— What you will do —
Can you reproduce the data below word for word, starting at the line that contains "Reviewer note: make sure each instance of the orange" and stopping after the line that contains "[(294, 244), (106, 363), (436, 344), (186, 217)]"?

###

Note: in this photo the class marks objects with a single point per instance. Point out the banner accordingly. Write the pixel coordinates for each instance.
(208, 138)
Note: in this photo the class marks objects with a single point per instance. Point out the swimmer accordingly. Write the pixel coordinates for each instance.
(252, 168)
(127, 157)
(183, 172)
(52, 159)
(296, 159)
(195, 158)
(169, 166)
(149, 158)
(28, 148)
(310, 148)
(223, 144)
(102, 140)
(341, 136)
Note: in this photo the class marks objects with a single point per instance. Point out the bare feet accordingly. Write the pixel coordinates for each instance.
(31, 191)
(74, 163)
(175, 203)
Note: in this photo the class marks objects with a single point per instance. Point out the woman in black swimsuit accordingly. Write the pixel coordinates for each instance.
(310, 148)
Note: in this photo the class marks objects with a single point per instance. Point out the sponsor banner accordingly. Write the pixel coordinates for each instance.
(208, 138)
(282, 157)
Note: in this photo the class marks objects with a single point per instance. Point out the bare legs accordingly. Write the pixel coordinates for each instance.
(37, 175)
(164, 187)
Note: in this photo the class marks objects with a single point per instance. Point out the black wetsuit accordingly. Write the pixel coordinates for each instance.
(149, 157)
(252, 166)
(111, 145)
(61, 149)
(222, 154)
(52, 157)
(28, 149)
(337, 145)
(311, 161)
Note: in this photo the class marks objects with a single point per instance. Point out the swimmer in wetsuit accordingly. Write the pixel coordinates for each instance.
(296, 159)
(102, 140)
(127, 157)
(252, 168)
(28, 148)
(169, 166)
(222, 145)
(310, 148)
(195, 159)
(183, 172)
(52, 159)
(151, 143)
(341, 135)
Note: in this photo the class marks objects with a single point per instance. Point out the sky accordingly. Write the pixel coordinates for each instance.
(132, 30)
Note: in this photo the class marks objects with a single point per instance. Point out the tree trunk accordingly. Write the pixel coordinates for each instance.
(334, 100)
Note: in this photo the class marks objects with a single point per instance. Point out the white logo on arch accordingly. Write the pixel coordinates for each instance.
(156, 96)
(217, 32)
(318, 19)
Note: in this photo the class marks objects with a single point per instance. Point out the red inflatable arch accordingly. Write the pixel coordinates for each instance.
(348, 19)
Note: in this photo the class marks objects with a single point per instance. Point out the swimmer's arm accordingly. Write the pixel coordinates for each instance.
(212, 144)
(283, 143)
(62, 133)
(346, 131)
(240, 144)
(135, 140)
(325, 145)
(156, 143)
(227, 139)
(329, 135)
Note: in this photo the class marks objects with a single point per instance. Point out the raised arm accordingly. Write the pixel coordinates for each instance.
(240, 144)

###

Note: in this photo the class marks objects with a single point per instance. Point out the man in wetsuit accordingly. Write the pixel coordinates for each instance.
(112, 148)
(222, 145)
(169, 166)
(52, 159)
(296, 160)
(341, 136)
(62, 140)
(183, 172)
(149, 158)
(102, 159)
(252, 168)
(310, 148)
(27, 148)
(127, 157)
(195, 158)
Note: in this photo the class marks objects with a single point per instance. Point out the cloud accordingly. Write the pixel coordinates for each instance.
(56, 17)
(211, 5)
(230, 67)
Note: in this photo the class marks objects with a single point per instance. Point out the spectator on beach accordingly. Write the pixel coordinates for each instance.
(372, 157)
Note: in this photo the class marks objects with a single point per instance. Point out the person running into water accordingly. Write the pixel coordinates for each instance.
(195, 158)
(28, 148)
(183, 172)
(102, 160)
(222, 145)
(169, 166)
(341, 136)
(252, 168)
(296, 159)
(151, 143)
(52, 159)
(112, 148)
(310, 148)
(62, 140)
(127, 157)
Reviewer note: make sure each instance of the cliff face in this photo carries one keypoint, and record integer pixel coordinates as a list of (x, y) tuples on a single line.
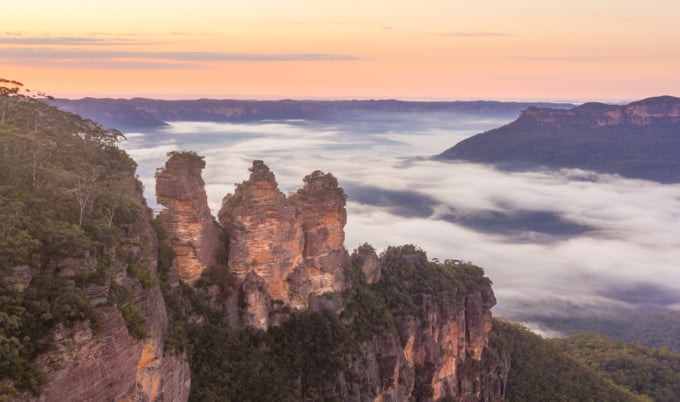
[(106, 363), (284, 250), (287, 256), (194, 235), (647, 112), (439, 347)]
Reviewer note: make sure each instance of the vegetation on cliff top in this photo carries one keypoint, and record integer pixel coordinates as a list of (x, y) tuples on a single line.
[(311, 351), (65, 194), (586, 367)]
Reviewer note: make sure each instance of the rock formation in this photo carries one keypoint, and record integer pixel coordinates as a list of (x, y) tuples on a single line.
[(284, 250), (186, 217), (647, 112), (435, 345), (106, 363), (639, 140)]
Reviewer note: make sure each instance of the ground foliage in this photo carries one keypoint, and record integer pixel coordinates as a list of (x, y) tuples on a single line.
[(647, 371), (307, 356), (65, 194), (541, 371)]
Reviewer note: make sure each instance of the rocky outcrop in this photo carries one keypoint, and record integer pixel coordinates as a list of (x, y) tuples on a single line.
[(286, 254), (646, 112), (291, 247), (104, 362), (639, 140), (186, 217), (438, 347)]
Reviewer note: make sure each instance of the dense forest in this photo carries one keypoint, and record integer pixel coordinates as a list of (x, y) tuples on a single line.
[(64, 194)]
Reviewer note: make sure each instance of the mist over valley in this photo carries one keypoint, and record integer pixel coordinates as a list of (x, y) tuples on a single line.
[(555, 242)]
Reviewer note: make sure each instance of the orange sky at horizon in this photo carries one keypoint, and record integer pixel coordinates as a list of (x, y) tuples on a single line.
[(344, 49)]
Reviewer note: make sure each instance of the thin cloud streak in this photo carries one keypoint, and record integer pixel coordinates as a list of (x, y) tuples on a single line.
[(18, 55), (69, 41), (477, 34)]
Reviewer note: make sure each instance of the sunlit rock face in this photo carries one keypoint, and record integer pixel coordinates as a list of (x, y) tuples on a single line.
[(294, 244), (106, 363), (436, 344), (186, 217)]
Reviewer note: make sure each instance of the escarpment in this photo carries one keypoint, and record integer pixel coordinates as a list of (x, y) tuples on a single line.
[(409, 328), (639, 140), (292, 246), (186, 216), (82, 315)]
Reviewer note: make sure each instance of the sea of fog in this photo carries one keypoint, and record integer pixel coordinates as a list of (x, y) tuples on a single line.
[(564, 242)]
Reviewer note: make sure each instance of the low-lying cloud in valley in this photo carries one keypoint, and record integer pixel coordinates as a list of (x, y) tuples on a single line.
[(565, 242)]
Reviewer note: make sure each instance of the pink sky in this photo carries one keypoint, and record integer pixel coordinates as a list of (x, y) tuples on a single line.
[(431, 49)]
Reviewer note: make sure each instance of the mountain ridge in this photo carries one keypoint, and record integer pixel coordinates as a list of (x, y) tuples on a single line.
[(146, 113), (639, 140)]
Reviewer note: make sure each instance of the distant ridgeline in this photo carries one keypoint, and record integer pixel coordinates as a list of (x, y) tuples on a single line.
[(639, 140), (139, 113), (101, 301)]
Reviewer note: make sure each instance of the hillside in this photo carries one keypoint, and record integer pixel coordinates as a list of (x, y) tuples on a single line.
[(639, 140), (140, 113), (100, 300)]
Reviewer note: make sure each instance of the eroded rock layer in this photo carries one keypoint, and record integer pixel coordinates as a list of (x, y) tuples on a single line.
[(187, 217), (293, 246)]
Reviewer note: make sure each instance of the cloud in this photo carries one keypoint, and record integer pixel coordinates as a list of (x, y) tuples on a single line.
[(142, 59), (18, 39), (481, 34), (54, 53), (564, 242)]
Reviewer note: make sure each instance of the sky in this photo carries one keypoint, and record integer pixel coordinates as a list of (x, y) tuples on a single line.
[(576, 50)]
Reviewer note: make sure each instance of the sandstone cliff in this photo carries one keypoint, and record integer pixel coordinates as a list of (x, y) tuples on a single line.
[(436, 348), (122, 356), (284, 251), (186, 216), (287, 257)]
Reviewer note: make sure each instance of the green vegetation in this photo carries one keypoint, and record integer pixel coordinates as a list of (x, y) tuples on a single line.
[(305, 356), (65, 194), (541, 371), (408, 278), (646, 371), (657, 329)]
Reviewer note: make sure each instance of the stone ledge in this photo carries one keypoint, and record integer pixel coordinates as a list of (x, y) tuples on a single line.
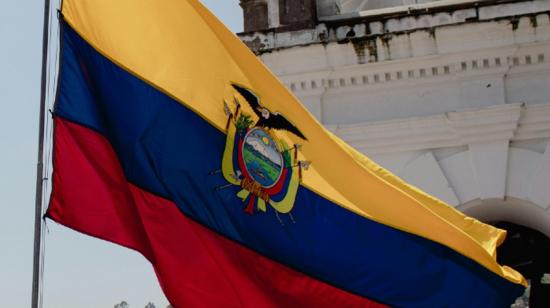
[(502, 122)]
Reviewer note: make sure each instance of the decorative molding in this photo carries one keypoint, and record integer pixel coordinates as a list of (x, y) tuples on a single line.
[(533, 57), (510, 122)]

###

— Full solution —
Reviewer note: make sure each instance of the orange sky at horizon in this photo carries one keypoint, and record integer pixel coordinates as a list of (x, y) tuples on a single line.
[(344, 49)]
Reviewer note: make sure each instance of the thin cloud streak in this photo carries one keypoint, and record integer pixel coordinates as a list of (x, y) tuples on a single line.
[(18, 55), (69, 41), (477, 34)]
Reviewer note: make sure each instance of the sunlit rock face in this photo carries one keypoint, and record integer pixel coordinates as a list of (x, y) tuples on a single line.
[(294, 244), (106, 363), (436, 344), (186, 217)]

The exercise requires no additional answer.